__ACTIVITY__.
Starting at the line that contains "[[254, 298], [128, 58]]" and ending at the line that contains "Target: tree", the lines below are to be given again exactly, with nothing added.

__DATA FOR REVIEW__.
=== Begin Enclosure ===

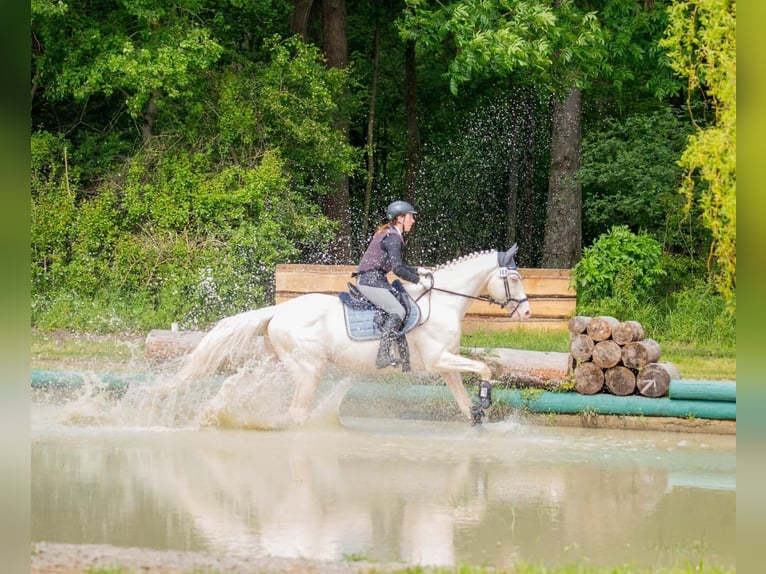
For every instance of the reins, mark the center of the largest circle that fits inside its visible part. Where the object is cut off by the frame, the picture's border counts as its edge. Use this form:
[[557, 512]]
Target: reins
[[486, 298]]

=== End Enclosure ===
=== Begin Enclosure ===

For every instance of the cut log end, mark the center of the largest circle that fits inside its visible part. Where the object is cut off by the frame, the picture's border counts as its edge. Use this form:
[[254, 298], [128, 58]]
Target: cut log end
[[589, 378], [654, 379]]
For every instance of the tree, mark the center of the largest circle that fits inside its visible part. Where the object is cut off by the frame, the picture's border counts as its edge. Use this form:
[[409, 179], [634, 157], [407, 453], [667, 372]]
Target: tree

=== End Enclosure ===

__SOLUTION BELOW__.
[[254, 298], [128, 58]]
Target: cut log end
[[589, 378], [654, 379]]
For every instance of the tree, mark the center of the largest circle that fits inside its visible part. Where the object is cut off by the frame, the picture's border counts as its edge. Use this form:
[[409, 179], [634, 157], [407, 453], [667, 372]]
Target: tree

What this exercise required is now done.